Source:
** START **
# Confidence Intervals (CI)

A **Confidence Interval** is a range of values, derived from sample statistics, that is likely to contain the value of an unknown population parameter. While a Point Estimate gives you a single value, a Confidence Interval expresses the **uncertainty** of that estimate.

---

## 1. The Mathematical Formula
For a population mean ($\mu$), the confidence interval is calculated as:

$$CI = \bar{x} \pm \text{Margin of Error}$$
$$CI = \bar{x} \pm \left( Z^* \times \frac{\sigma}{\sqrt{n}} \right)$$

Where:
* $\bar{x}$: The Sample Mean (Point Estimate).
* $Z^*$: The **Critical Value** (determined by the confidence level).
* $\frac{\sigma}{\sqrt{n}}$: The **Standard Error (SE)**.
* $Z^* \times SE$: The **Margin of Error (MoE)**.

### Common Critical Values ($Z^*$):
* **90% Confidence:** $Z^* \approx 1.645$
* **95% Confidence:** $Z^* \approx 1.96$
* **99% Confidence:** $Z^* \approx 2.576$



---

## 2. Interpretation: What does "95% Confidence" mean?
It does **NOT** mean there is a 95% probability that the population mean lies within your specific interval.

It **DOES** mean that if you were to take 100 different samples and compute a confidence interval for each, approximately 95 of those intervals would contain the true population mean.



---

## 3. Data Science & ML Use Cases
* **Model Evaluation:** Instead of saying "Our model is 80% accurate," you say "We are 95% confident the model accuracy is between 78% and 82%."
* **A/B Testing:** Deciding if the uplift in conversion rate is large enough that the confidence intervals of the Control and Treatment groups do not overlap.
* **Risk Management:** Predicting future stock prices or energy demand within a range to account for volatility.

---

## 4. Python Implementation: Calculating CI
Use this code to calculate a 95% Confidence Interval for a set of sample data.


In [1]:

import numpy as np
from scipy import stats

# 1. Sample Data (e.g., heights of 30 people in cm)
data = [172, 168, 175, 170, 169, 174, 171, 173, 167, 170, 
        172, 169, 171, 170, 172, 168, 174, 171, 173, 170,
        169, 172, 171, 170, 175, 168, 172, 169, 171, 170]

# 2. Parameters
confidence = 0.95
n = len(data)
mean = np.mean(data)
std_err = stats.sem(data) # Standard Error of the Mean

# 3. Calculate Interval using the T-distribution (best for small/unknown samples)
h = std_err * stats.t.ppf((1 + confidence) / 2, n - 1)

start = mean - h
end = mean + h

print(f"Point Estimate (Mean): {mean:.2f}")
print(f"95% Confidence Interval: [{start:.2f}, {end:.2f}]")
print(f"Margin of Error: {h:.2f}")

Point Estimate (Mean): 170.87
95% Confidence Interval: [170.08, 171.65]
Margin of Error: 0.78


# The Z-Procedure

The **Z-procedure** is used to make inferences about a population mean ($\mu$) when the data follows a normal distribution and the population's variability is already established.
** END **
Required task 1: In the confidence interval notes, restate the paragraph that begins "A **Confidence Interval** is a range of values" more briefly, keeping its main facts.
Required task 2: Reproduce word for word the stretch of the confidence interval notes from "A **Confidence Interval**" through "The **Standard Error (SE)**.".

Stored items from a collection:
** START **
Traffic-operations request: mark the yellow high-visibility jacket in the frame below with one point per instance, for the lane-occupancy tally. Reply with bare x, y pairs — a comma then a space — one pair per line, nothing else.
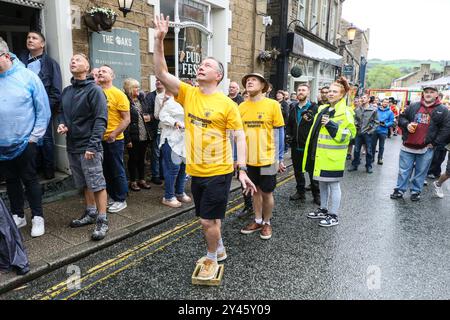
331, 151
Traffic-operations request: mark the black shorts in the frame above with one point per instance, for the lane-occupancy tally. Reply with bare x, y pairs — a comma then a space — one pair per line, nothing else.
263, 177
211, 196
** END **
Exercise output 1: A confidence interval is a range of values, based on sample statistics, that likely contains an unknown population parameter. Unlike a point estimate, which gives a single value, it expresses the uncertainty of the estimate.

Exercise output 2:
A **Confidence Interval** is a range of values, derived from sample statistics, that is likely to contain the value of an unknown population parameter. While a Point Estimate gives you a single value, a Confidence Interval expresses the **uncertainty** of that estimate.

---

## 1. The Mathematical Formula
For a population mean ($\mu$), the confidence interval is calculated as:

$$CI = \bar{x} \pm \text{Margin of Error}$$
$$CI = \bar{x} \pm \left( Z^* \times \frac{\sigma}{\sqrt{n}} \right)$$

Where:
* $\bar{x}$: The Sample Mean (Point Estimate).
* $Z^*$: The **Critical Value** (determined by the confidence level).
* $\frac{\sigma}{\sqrt{n}}$: The **Standard Error (SE)**.